(Beginning of Data extracts)

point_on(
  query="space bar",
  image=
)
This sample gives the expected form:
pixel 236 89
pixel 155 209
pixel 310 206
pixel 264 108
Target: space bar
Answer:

(End of Data extracts)

Extract all of the data above and output it character for character.

point_on(
  query="space bar",
  image=
)
This sample gives the expected form:
pixel 236 89
pixel 155 209
pixel 310 206
pixel 264 108
Target: space bar
Answer:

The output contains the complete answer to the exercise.